» **Task**: Which lines in the items below contain the word "with"? Report each of them in full.
** start of Records shown **
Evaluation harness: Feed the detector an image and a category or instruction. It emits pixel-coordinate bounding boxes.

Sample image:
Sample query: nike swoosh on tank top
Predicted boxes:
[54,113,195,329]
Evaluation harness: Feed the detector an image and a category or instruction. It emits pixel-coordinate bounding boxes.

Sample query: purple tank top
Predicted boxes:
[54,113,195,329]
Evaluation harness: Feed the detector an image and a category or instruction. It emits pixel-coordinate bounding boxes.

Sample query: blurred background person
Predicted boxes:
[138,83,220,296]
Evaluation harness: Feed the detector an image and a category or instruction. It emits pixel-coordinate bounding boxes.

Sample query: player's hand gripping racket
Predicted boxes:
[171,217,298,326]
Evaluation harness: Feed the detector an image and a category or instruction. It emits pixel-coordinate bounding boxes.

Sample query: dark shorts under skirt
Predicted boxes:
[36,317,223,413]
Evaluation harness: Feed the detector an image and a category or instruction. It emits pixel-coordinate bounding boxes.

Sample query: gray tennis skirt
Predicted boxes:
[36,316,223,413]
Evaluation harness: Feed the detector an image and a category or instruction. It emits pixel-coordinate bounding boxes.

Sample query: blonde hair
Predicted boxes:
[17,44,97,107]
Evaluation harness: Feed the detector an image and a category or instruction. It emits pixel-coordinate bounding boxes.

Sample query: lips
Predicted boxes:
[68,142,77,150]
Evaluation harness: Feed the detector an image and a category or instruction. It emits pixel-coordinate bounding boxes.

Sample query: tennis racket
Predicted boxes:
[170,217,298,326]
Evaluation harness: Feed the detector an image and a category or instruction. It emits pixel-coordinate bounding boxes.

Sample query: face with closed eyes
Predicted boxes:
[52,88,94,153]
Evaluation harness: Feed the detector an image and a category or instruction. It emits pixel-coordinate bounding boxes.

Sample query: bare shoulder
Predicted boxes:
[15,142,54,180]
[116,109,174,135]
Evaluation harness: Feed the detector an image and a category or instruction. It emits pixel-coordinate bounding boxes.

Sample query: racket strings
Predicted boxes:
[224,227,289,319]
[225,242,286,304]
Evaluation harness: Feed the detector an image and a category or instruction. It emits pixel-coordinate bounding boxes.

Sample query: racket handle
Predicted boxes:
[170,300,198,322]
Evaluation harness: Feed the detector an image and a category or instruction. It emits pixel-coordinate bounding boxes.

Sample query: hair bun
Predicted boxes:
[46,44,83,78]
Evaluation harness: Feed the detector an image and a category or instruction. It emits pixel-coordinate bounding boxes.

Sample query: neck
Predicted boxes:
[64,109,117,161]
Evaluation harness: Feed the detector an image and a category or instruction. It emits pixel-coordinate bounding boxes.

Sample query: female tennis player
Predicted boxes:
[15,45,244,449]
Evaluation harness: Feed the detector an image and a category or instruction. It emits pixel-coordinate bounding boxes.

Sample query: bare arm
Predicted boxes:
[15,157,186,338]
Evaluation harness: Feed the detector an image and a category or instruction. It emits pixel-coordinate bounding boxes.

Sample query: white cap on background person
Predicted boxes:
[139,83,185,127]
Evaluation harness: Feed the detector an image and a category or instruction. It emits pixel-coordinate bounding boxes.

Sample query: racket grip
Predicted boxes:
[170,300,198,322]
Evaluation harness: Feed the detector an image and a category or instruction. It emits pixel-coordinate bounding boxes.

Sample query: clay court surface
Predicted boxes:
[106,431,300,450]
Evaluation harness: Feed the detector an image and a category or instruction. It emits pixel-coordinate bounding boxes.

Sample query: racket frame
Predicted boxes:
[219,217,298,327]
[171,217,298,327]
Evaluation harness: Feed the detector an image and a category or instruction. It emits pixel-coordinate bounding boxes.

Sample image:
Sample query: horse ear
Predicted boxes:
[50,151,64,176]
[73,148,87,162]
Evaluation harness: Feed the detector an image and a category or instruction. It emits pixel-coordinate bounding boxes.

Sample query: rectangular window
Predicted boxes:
** end of Records shown **
** start of Records shown **
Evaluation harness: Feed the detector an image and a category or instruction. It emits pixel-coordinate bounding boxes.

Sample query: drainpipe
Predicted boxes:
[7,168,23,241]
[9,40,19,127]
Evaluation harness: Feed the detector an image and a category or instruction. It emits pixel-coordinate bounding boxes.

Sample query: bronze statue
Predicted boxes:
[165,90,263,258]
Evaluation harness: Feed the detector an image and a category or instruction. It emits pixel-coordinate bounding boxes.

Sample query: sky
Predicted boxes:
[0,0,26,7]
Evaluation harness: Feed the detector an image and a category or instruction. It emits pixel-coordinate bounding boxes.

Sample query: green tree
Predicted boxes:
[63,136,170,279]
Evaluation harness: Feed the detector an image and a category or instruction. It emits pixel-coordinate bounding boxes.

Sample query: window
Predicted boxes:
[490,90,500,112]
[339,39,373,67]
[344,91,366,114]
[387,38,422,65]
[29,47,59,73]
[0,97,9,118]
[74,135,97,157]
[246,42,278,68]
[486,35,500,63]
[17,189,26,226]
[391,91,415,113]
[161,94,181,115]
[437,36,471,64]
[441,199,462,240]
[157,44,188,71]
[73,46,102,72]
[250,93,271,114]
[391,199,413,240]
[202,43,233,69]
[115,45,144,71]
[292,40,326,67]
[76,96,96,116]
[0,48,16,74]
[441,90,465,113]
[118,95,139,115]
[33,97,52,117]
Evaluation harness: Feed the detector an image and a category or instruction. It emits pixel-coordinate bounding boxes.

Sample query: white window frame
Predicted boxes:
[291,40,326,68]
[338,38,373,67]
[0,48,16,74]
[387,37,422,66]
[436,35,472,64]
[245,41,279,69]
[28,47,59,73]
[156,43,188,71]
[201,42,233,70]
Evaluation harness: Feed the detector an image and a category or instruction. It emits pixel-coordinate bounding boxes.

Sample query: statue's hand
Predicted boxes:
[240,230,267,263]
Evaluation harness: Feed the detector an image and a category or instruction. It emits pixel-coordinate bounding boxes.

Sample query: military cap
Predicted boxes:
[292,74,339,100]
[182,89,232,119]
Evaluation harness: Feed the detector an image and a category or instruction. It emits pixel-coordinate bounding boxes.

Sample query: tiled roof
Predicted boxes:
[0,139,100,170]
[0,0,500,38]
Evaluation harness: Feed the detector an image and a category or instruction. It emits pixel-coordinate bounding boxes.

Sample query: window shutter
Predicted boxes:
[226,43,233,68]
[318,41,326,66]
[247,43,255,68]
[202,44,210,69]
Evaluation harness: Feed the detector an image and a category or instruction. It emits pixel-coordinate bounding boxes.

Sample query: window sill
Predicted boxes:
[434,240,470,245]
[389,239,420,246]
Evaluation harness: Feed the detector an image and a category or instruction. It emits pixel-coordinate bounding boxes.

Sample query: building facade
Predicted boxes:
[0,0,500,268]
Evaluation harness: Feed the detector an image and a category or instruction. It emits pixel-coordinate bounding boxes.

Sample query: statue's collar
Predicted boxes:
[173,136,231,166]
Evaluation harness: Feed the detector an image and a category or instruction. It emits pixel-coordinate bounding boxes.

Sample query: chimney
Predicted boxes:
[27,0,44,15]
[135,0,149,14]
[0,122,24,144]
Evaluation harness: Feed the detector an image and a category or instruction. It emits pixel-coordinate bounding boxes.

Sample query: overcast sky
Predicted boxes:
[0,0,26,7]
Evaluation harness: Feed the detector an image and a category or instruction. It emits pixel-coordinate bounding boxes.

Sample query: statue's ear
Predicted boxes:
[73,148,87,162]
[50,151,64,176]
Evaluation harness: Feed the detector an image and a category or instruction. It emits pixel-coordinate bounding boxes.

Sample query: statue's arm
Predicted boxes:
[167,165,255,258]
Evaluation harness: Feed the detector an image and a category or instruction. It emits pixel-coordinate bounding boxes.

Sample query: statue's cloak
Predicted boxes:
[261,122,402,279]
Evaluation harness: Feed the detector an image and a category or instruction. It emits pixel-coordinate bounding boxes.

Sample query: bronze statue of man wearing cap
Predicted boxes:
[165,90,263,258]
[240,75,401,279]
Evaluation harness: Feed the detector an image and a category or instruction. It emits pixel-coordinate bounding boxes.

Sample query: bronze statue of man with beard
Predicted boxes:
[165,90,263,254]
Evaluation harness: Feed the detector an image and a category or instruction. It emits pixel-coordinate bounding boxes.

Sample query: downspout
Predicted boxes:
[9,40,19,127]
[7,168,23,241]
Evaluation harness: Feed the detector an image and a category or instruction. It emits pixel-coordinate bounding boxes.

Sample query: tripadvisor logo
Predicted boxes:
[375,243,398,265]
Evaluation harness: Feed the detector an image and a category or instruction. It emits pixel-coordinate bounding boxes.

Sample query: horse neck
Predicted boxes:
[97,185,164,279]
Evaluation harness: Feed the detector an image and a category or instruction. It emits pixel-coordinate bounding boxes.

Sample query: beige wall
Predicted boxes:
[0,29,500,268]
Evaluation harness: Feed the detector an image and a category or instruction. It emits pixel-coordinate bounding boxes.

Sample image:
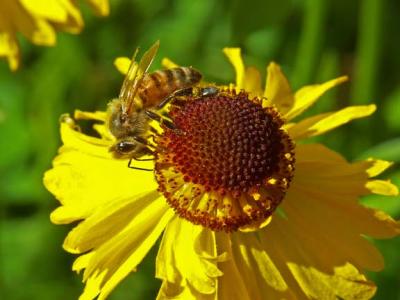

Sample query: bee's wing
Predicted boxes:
** end of Records shown **
** start of Records shown **
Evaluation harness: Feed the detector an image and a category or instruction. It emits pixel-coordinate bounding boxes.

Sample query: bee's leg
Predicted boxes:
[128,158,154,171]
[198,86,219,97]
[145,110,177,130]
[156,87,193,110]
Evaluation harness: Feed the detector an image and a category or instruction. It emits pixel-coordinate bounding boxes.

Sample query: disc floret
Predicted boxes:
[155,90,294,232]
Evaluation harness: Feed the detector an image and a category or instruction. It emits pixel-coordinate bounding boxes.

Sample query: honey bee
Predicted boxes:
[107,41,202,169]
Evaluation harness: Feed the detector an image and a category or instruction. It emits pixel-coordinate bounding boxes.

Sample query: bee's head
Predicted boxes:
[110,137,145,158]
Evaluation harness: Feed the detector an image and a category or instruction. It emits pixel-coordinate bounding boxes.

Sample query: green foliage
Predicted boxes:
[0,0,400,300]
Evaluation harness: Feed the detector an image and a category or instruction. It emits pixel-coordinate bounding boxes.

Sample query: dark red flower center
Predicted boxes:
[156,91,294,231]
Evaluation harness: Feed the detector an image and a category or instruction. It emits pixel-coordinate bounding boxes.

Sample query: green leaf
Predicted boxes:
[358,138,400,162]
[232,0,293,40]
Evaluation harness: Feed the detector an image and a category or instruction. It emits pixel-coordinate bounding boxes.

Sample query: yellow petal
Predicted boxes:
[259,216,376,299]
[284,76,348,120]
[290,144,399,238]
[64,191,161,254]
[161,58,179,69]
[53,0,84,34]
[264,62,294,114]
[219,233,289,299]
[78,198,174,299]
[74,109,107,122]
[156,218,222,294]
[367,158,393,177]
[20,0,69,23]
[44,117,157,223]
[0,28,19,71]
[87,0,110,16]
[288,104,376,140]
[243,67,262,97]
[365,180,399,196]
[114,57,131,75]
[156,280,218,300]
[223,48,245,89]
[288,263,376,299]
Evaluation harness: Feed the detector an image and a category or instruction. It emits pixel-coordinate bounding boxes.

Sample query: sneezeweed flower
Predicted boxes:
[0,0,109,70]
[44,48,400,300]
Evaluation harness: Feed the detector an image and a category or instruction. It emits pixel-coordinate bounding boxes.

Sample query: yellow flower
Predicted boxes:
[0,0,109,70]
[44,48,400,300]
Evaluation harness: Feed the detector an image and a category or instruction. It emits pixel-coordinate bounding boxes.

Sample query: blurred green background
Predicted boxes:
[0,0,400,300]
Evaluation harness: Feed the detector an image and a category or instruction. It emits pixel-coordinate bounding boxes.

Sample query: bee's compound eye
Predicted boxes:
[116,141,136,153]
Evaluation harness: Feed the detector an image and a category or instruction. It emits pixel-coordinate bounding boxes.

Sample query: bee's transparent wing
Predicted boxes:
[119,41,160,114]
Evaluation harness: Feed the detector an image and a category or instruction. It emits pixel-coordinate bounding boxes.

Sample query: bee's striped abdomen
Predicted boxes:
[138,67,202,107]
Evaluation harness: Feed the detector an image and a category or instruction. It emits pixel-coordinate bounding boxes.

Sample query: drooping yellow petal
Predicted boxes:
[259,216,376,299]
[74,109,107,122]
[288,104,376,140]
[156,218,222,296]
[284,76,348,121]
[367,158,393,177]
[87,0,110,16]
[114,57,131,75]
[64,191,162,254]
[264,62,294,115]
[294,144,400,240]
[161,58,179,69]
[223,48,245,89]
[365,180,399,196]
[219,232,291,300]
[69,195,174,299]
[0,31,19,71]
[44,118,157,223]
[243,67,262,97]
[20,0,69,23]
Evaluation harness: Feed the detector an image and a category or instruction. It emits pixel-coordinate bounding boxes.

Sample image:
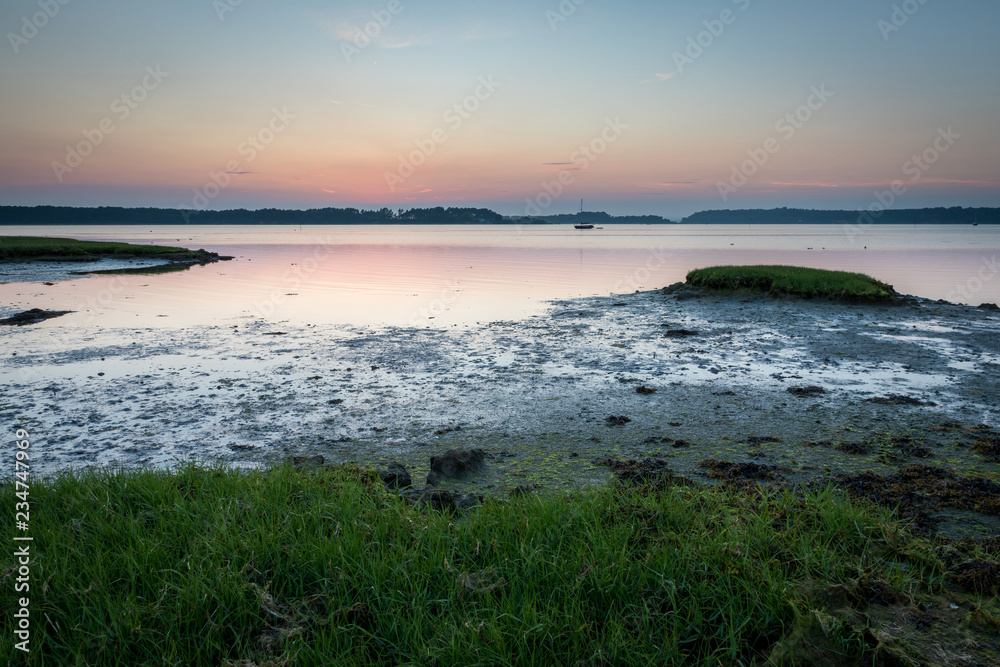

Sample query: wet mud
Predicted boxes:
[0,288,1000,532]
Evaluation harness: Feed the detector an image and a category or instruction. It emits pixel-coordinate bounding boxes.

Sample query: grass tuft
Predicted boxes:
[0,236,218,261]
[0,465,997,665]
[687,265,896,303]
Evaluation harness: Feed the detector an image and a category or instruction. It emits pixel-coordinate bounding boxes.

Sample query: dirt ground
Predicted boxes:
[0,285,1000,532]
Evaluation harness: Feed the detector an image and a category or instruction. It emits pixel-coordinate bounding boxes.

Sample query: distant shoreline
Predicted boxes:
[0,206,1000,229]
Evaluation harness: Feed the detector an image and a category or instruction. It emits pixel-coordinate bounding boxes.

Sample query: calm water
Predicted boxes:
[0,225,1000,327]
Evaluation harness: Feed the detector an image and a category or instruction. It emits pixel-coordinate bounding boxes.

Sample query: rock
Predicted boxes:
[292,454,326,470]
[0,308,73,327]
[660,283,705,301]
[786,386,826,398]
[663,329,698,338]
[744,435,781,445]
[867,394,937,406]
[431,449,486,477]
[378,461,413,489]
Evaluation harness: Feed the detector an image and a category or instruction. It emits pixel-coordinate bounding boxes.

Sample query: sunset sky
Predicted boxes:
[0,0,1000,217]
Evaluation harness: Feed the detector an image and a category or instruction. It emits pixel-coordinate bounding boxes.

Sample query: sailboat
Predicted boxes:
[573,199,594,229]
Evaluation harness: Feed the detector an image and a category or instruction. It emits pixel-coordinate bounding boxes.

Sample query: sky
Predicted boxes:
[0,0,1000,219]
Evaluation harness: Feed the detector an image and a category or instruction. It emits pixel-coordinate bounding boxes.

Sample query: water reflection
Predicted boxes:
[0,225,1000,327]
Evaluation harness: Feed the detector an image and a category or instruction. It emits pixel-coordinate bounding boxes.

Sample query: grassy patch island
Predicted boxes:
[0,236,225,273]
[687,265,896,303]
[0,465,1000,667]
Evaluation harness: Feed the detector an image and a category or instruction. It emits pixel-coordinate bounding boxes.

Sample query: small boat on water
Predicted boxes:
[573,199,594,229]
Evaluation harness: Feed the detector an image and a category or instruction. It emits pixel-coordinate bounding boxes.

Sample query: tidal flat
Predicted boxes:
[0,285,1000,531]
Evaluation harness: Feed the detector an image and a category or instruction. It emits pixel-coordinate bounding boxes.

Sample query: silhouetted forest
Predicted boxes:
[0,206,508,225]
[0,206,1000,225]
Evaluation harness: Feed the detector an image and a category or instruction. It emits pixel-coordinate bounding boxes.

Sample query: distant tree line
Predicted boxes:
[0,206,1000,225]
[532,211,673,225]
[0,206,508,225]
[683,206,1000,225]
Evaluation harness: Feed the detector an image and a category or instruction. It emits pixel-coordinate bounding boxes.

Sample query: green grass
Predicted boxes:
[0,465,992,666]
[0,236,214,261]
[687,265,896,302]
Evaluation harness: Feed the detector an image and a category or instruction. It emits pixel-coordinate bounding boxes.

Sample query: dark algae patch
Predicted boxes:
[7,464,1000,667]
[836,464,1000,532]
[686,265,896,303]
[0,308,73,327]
** end of Records shown **
» **Task solution**:
Sample query: face with closed eyes
Sample query: bronze statue of man with beard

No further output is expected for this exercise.